OBJECTIVE
Repeat each line exactly as it is written.

• • • • •

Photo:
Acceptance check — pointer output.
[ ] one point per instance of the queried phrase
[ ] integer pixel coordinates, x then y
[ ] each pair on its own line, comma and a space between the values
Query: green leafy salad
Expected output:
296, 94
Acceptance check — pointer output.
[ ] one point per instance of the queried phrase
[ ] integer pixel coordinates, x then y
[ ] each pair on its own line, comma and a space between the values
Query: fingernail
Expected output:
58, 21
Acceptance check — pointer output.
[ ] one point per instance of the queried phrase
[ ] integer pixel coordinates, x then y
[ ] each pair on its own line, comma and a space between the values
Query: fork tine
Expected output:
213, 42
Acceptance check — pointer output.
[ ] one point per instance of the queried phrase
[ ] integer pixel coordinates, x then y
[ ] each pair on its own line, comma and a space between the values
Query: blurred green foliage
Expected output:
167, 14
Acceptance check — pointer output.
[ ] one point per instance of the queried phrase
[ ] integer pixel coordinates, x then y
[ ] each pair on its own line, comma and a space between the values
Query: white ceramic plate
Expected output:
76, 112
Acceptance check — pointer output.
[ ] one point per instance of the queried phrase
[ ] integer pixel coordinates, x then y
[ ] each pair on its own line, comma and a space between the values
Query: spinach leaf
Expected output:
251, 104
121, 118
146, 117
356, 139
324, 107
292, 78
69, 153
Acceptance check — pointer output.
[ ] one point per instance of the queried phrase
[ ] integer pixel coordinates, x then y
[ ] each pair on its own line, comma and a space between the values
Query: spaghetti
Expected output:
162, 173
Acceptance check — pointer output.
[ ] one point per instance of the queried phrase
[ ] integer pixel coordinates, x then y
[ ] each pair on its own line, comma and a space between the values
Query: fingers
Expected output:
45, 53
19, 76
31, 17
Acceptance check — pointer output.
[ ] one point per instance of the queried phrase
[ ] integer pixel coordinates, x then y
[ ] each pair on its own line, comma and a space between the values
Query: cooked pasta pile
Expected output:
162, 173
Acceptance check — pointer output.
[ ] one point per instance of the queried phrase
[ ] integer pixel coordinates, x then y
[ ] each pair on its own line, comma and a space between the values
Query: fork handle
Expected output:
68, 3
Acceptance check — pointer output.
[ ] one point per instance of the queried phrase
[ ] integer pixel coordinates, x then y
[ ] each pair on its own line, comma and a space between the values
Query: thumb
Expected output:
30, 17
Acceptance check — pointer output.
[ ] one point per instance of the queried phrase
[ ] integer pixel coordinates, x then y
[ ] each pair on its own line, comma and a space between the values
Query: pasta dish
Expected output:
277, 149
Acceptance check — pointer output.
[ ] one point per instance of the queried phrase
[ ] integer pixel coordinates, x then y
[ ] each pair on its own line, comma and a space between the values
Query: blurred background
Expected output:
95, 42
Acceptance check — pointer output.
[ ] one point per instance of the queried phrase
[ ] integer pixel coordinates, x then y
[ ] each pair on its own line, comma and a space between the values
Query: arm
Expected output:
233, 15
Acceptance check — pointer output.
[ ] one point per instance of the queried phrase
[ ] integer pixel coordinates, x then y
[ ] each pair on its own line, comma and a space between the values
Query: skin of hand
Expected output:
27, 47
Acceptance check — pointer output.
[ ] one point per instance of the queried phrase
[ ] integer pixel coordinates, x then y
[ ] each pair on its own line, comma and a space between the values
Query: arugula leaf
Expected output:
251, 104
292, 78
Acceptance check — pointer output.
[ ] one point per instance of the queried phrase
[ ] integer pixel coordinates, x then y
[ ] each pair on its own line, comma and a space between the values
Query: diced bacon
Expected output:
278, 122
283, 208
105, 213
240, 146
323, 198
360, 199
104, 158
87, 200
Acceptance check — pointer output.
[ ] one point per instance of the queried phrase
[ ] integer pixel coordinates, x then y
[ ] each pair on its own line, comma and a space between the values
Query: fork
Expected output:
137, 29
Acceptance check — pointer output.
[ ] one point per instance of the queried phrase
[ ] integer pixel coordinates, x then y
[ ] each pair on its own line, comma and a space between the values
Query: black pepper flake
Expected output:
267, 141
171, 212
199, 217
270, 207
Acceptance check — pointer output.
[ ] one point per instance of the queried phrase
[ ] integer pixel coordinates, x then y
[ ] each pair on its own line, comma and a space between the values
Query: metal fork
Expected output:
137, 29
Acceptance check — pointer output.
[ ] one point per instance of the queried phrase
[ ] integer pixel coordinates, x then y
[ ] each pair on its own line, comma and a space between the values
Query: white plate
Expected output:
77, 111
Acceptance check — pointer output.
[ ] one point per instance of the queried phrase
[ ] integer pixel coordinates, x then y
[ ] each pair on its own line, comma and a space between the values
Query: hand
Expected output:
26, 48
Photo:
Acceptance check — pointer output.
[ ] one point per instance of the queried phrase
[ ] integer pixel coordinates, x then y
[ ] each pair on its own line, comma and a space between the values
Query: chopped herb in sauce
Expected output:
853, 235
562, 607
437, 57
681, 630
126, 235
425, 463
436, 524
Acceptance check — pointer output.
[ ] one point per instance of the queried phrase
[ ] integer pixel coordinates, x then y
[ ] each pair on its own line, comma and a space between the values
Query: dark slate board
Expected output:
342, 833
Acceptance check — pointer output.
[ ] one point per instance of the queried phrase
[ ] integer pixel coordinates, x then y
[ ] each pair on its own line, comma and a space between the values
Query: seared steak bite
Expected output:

• • • • •

ANSWER TO THE PROBLEM
Photo:
Acceptance check — pointer output.
[ ] one point per instance of the queried phrase
[ ] integer pixel coordinates, x then y
[ ] each pair on its own line, comma and a space between the values
Query: green leafy salad
Expected output:
296, 94
Acceptance check — pointer output.
[ ] one point per instance of the queried phrase
[ ] integer pixel coordinates, x then y
[ ] each pair on its own line, comma and a space between the values
Query: fingernail
Expected output:
58, 21
Acceptance check — pointer output.
[ ] one point per instance of the queried phrase
[ ] integer pixel coordinates, x then y
[ ] each pair on its own line, comma and a space between the values
Query: fork tine
Expected output:
213, 42
Acceptance check — pointer output.
[ ] one point per instance of the queried phrase
[ ] integer pixel coordinates, x then y
[ ] each pair on its own line, comma and a space between the values
Query: blurred green foliage
Expected output:
167, 14
Acceptance check — pointer output.
[ ] one point per instance of the queried phrase
[ ] integer pixel coordinates, x then y
[ ] each pair on its own line, comma and a space between the values
Query: white ceramic plate
Expected output:
76, 112
Acceptance check — pointer output.
[ ] one point per instance of the queried phrase
[ ] integer pixel coordinates, x then y
[ ] each pair on its own line, comma and a space between the values
Query: spinach leaf
Expected output:
251, 104
121, 118
146, 117
356, 139
324, 107
292, 78
69, 153
Acceptance check — pointer output.
[ ] one point per instance of the queried phrase
[ ] integer pixel coordinates, x then y
[ ] each pair on its own line, comma and a space between the values
Query: spaghetti
Expected output:
162, 173
Acceptance check — pointer output.
[ ] one point per instance of the queried phrase
[ ] integer pixel coordinates, x then y
[ ] each pair on its own line, comma and a space between the values
Query: fingers
Expected output:
45, 53
19, 76
31, 17
Acceptance check — pointer output.
[ ] one point per instance of the queried phrase
[ ] integer pixel coordinates, x then y
[ ] each pair on its own line, comma and a space between the values
Query: cooked pasta pile
Expected output:
162, 173
Acceptance check — pointer output.
[ ] one point per instance of the queried phrase
[ ] integer pixel coordinates, x then y
[ ] each pair on its own line, comma and a space between the values
Query: fork handle
Expected output:
68, 3
Acceptance check — pointer output.
[ ] one point per instance of the queried phrase
[ ] integer pixel coordinates, x then y
[ ] each pair on its own line, comma and a space between the values
Query: thumb
Expected output:
30, 17
Acceptance check — pointer output.
[ ] one point per instance of the queried phrase
[ ] integer pixel coordinates, x then y
[ ] each pair on its own line, comma and a space between the values
Query: pasta dish
Expected output:
277, 149
Acceptance check — pointer output.
[ ] one point per instance of the queried phrase
[ ] integer pixel coordinates, x then y
[ ] each pair on its own line, comma and a space between the values
Query: blurred background
Expected output:
95, 42
Acceptance check — pointer output.
[ ] one point per instance of the queried phrase
[ ] integer pixel coordinates, x then y
[ ] each pair on its own line, comma and a space between the values
Query: arm
Expected output:
233, 15
Acceptance check — pointer output.
[ ] one point per instance of the queried phrase
[ ] integer pixel coordinates, x then y
[ ] each pair on its own line, comma and a space between the values
Query: skin of hand
Expected output:
27, 47
Acceptance check — pointer output.
[ ] one point per instance of the queried phrase
[ ] integer pixel coordinates, x then y
[ ] each pair on its own line, comma and a space between the values
Query: arugula leaf
Expected output:
251, 104
292, 78
Acceptance check — pointer output.
[ ] one point per instance of the queried phrase
[ ] integer pixel coordinates, x then y
[ ] each pair on its own line, comma and a space between the values
Query: diced bacon
Expected output:
278, 122
283, 208
105, 213
240, 146
323, 198
360, 199
104, 158
87, 200
Acceptance check — pointer output.
[ ] one point per instance of the queried phrase
[ ] integer pixel coordinates, x then y
[ ] each pair on its own line, comma and a space between the values
Query: fork
Expected output:
137, 29
Acceptance check — pointer output.
[ ] one point per instance of the queried phrase
[ ] integer pixel coordinates, x then y
[ ] each pair on its own line, comma and a space between the values
Query: black pepper flake
Expected output:
267, 141
171, 212
199, 217
270, 207
Acceptance check — pointer output.
[ ] one point per instance of the queried phrase
[ ] integer pixel coordinates, x then y
[ ] each pair on its own line, comma and a space between the values
Query: metal fork
Expected output:
137, 29
Acceptance check — pointer output.
[ ] one point per instance of the queried phrase
[ ] integer pixel coordinates, x then y
[ ] each pair on its own line, comma and a space between the values
Query: white plate
Expected output:
77, 111
Acceptance check — pointer output.
[ ] one point per instance of the queried phrase
[ ] integer pixel coordinates, x then y
[ ] each pair on its own line, comma and a space between the values
Query: hand
Expected output:
26, 48
Photo:
Acceptance check — pointer output.
[ ] one point per instance of the queried phrase
[ ] integer pixel coordinates, x then y
[ ] each pair on its own line, comma and a space between the values
Query: chopped herb in sauce
Expected output:
853, 235
562, 607
437, 57
681, 630
126, 235
425, 463
436, 524
Acceptance check — pointer output.
[ ] one point per instance of the queried phrase
[ ] integer pixel coordinates, x then y
[ ] each pair on its own line, comma and a space between the values
Query: dark slate board
Expected output:
342, 833
Acceptance check — pointer output.
[ ] one point per instance of the queried phrase
[ ] integer pixel coordinates, x then y
[ ] each pair on its own line, comma and a space between the values
Query: seared steak bite
Expected output:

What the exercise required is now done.